• **DIRECTIONS**
Reproduce every item below, swapping each occurrence of "Annotation guideline" for "Labeling rule" and leaving all other text untouched.
>> Begin
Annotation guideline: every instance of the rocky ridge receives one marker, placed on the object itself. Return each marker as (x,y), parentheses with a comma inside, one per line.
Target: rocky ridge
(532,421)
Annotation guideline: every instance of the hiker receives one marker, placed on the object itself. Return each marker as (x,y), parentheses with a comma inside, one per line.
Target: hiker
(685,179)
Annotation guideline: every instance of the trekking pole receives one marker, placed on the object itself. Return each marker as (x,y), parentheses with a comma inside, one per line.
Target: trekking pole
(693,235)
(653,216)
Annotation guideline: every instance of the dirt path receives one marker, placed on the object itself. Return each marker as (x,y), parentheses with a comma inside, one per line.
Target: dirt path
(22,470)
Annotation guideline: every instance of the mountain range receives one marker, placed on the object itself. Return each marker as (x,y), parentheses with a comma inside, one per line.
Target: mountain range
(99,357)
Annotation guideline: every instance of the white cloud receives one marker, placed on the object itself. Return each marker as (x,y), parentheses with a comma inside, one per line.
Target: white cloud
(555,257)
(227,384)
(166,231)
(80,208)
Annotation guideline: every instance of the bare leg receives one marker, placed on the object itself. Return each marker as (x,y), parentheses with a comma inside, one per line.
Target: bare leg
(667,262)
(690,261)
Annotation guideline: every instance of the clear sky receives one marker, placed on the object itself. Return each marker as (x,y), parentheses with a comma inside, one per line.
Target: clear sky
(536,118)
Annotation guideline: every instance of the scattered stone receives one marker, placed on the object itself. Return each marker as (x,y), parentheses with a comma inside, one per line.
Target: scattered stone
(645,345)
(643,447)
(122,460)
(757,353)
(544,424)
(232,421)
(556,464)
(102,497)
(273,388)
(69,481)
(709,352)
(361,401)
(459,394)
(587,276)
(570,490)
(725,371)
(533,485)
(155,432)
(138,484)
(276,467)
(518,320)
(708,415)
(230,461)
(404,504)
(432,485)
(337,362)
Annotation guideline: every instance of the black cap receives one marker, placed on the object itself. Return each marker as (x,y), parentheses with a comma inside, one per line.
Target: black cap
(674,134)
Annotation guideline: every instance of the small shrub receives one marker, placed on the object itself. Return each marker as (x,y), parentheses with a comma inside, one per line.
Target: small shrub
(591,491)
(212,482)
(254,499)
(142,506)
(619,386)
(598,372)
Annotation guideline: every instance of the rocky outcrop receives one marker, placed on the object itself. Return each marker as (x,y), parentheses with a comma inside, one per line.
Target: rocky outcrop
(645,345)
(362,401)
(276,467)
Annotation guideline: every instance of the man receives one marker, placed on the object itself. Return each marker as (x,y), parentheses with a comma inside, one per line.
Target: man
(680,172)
>> End
• **CORRECT OUTPUT**
Labeling rule: every instance of the rocky ridge receives one marker, placed on the object itself. Return each marker as (x,y), parentheses with a comma inside, one per line.
Target: rocky ridge
(532,421)
Labeling rule: every instance of the hiker receives one marker, placed on the object itself. Return each marker as (x,y), parentheses with a comma inside, one per line.
Target: hiker
(685,179)
Labeling rule: every instance of the trekking pole receives one marker, placed on the object itself. Return each marker as (x,y), parentheses with a comma inside, one per line.
Target: trekking pole
(693,235)
(653,216)
Labeling rule: every instance of the dirt path receives one marker, placed on the object itself. Return each marker as (x,y), parentheses with a comma inside, one per line.
Target: dirt path
(22,470)
Labeling rule: every instance of the mountain range receives one marker, placed on the object itself. Return each marker as (x,y), parentheses with a comma inside, one per line.
Target: mountain range
(99,357)
Labeling rule: every instance of the white cloud receives one marker, placed on the object itself. Return each marker as (x,y), parentheses with a comma inside, one per line.
Target: white cloud
(555,257)
(227,384)
(166,231)
(80,208)
Labeling rule: every instance of the bare leg receives one marker, placed on the object itself. Return each marker as (x,y), parentheses with a comma inside, one per line.
Target: bare leg
(667,262)
(690,261)
Labeling rule: every instance of the clear sky receives one marker, placed on the object itself. Return each marker as (x,y), parentheses with a comma inside, one per line.
Target: clear sky
(536,118)
Labeling rule: every instance of the scattered stone receives one marker, placed on the object itself. Return each marker as (x,y), parentheses with a comma inside, one per line.
Target: scattered stone
(645,345)
(643,447)
(122,460)
(757,353)
(544,424)
(232,421)
(556,464)
(102,497)
(273,388)
(69,481)
(709,352)
(361,401)
(459,394)
(587,276)
(570,490)
(725,371)
(533,485)
(155,432)
(138,484)
(276,467)
(518,320)
(708,415)
(230,461)
(404,504)
(432,485)
(337,362)
Labeling rule: every instance of the black cap receives one marker, placed on the object itself. Return each marker as (x,y), parentheses with a comma inside, one per line.
Target: black cap
(674,134)
Labeling rule: every instance of the small shrub receives one marker, placed on the object itself. Return each marker as (x,y), parentheses with a comma inside, one per line.
Target: small shrub
(591,491)
(212,482)
(254,499)
(142,506)
(619,386)
(598,372)
Labeling rule: every instance of the rocky outcrop receives one marker, placed on the object itself. Return each marker as (x,y), parentheses with a comma inside, one per line.
Target: rocky outcrop
(645,345)
(362,401)
(276,467)
Labeling rule: every instance of the man receives one marker, placed on the object itself. Return each marker as (x,y), parentheses with a comma inside, one per line.
Target: man
(680,172)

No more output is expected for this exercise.